:: TEXT SEGMENT
As the cuts begin to bite, it may be time to look at the British direction for our waterways, writes Brian J Goggin

Foreign weather
The other night, I went to the inaugural meeting of a new lobby group called the Campaign for Real Irish Weather (CRIW). The group’s aims are to secure a restoration of traditional Irish weather patterns, and it intends to lobby both local authorities (like the Irish Government) and central government (the European Commission, the ECB and the IMF).

As the new organisation’s president, Francis Beaufort, put it forcefully: “For the last few years, foreign weather has been dumped in Ireland. Sunshine in May is all very well, but it’s not very useful at that time of the year. And the price we pay is ice and snow in winter, which we definitely don’t want. What we need is nice gentle rain all year round, giving just the right amount of water in the rivers, with neither drought nor flood.”

I could see what he meant. In October we went up the Shannon and along the Shannon Erne Waterway (SEW) to Ballinamore: it was very cold and our newly-installed heating was essential. But there was even colder weather ahead: throughout the winter, owners had to worry about the effects of ice; several boats sank and no doubt there will be others with damaged engines. Bring back rain.

Rain returns
There was plenty of rain on the first weekend of February, when IWAI Lough Derg Branch members and people from the O’Briensbridge Community Group turned out to remove timber from the upper end of the Plassey–Errina Canal.
This was the old route between Limerick and Lough Derg. When Ardnacrusha was built in the 1920s, the headrace weir at Parteen Villa blocked the river, preventing boats from reaching O’Briensbridge and Castleconnell. The old weir at World’s End, Castleconnell, still keeps up the level, so there is plenty of depth, but nowadays (with one exception) only small boats — mostly angling boats and rowing skiffs — use this stretch of river.

However, the Community Group has developed looped walks along the towing-path. The British Inland Waterways Protection Society visited in October, walking from the Limerick canal harbour to O’Briensbridge, and described the canal as a “national treasure”. It has a wealth of artefacts, including seven milestones along the 12-mile route.
::::
• REQUIRED TASK A: In the waterways column, rewrite everything from "This was the" down to "the 12-mile route.", putting "towpath" in place of "towing-path".
• REQUIRED TASK B: Sum up the waterways column in three sentences.
• REQUIRED TASK C:
Answer these questions from the waterways column:
(i) Who is the president of the Campaign for Real Irish Weather?
(ii) In what decade was Ardnacrusha built?
(iii) How many milestones are along the 12-mile route?
The rows after this point are separate material, apart from the waterways column.
:: SUPPLIED MATERIAL
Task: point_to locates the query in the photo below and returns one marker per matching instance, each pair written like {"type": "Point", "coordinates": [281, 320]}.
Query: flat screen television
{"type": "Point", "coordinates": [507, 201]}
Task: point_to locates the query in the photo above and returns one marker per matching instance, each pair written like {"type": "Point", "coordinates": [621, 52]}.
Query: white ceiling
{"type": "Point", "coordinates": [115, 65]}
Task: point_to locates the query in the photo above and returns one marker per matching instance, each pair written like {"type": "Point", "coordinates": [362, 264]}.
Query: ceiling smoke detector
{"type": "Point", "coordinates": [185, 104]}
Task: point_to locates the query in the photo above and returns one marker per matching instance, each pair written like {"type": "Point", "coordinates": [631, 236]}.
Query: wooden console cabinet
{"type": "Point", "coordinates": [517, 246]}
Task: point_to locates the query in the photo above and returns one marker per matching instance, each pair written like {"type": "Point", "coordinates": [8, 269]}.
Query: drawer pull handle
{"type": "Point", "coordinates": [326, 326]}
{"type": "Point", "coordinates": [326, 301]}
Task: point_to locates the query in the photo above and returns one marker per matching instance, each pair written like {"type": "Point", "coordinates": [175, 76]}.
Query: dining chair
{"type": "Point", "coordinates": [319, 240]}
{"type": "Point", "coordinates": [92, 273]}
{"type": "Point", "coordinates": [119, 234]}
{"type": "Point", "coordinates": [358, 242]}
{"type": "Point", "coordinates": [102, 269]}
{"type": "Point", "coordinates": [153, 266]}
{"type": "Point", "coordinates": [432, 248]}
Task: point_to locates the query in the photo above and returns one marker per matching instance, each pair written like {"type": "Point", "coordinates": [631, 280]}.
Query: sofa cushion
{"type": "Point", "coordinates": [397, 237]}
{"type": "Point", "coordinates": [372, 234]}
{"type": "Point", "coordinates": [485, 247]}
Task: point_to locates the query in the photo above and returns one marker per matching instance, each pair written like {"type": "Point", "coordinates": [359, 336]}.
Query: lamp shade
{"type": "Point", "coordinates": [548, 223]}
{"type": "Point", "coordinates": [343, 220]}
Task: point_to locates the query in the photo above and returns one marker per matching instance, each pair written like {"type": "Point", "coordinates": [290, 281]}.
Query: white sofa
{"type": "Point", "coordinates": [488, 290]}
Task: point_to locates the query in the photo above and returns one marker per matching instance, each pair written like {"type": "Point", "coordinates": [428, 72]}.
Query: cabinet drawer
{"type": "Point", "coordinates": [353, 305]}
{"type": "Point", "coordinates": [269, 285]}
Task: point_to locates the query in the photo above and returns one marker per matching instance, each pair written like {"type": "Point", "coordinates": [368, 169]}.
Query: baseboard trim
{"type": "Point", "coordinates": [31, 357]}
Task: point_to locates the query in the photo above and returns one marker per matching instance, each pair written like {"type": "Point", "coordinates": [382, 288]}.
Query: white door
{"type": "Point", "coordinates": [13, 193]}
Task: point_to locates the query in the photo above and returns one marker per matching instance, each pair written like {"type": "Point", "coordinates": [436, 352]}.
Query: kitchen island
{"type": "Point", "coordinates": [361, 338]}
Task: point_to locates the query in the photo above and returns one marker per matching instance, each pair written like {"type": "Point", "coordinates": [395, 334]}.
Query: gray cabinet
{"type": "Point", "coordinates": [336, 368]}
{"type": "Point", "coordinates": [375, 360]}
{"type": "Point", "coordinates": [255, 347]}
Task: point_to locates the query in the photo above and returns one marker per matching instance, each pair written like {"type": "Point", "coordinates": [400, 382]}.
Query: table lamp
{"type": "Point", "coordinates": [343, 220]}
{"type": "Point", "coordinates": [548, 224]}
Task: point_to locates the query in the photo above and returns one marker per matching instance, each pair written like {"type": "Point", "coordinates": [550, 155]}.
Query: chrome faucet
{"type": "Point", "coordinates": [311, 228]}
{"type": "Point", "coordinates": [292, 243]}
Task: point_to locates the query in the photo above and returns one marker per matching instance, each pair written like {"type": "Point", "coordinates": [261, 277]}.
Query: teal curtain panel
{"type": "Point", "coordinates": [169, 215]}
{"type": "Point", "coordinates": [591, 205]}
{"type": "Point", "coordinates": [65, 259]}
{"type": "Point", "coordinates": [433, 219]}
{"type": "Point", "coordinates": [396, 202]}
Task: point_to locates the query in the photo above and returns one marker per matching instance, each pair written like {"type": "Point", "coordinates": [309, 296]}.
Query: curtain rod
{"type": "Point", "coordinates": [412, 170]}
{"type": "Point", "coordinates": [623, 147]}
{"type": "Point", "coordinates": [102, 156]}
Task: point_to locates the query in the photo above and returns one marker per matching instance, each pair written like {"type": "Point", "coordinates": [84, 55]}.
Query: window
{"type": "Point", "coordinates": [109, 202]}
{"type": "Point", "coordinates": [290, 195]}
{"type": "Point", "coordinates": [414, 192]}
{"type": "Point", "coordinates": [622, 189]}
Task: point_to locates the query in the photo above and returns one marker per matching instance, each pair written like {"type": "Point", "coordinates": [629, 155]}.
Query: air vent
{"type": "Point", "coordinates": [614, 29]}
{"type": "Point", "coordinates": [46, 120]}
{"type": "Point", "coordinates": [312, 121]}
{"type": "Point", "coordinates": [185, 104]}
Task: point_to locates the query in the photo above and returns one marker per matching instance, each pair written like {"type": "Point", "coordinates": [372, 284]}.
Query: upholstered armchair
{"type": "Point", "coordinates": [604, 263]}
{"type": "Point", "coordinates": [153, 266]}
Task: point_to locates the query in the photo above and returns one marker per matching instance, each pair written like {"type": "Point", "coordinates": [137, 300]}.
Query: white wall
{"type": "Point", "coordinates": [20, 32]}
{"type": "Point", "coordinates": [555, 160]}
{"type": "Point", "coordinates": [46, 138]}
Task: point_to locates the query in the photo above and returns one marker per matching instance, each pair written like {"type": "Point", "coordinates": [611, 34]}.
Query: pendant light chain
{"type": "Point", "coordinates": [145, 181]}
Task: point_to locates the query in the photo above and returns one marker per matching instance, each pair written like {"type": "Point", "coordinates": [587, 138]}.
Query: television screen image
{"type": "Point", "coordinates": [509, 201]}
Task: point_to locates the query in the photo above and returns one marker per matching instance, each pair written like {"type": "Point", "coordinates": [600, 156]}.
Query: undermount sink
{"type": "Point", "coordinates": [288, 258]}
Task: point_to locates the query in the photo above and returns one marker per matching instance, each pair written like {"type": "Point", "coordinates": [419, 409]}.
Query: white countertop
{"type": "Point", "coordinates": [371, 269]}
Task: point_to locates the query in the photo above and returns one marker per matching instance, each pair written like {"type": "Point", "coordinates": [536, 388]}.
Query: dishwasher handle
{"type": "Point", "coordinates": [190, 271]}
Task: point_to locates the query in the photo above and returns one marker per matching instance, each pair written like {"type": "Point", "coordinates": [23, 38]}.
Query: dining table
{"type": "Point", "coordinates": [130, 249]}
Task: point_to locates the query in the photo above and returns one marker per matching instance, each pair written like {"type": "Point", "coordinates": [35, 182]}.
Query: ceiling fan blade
::::
• COMPLETE RESPONSE A:
This was the old route between Limerick and Lough Derg. When Ardnacrusha was built in the 1920s, the headrace weir at Parteen Villa blocked the river, preventing boats from reaching O’Briensbridge and Castleconnell. The old weir at World’s End, Castleconnell, still keeps up the level, so there is plenty of depth, but nowadays (with one exception) only small boats — mostly angling boats and rowing skiffs — use this stretch of river.

However, the Community Group has developed looped walks along the towpath. The British Inland Waterways Protection Society visited in October, walking from the Limerick canal harbour to O’Briensbridge, and described the canal as a “national treasure”. It has a wealth of artefacts, including seven milestones along the 12-mile route.

• COMPLETE RESPONSE B: A new lobby group, the Campaign for Real Irish Weather, wants traditional Irish weather restored, and its president objects to foreign weather such as May sunshine and winter ice and snow. The writer's October trip up the Shannon was very cold, and over the winter ice worried boat owners and several boats sank. In February, IWAI Lough Derg Branch members and the O'Briensbridge Community Group removed timber from the upper Plassey–Errina Canal, an old route between Limerick and Lough Derg that a British society called a "national treasure."

• COMPLETE RESPONSE C:
(i) Francis Beaufort
(ii) The 1920s
(iii) Seven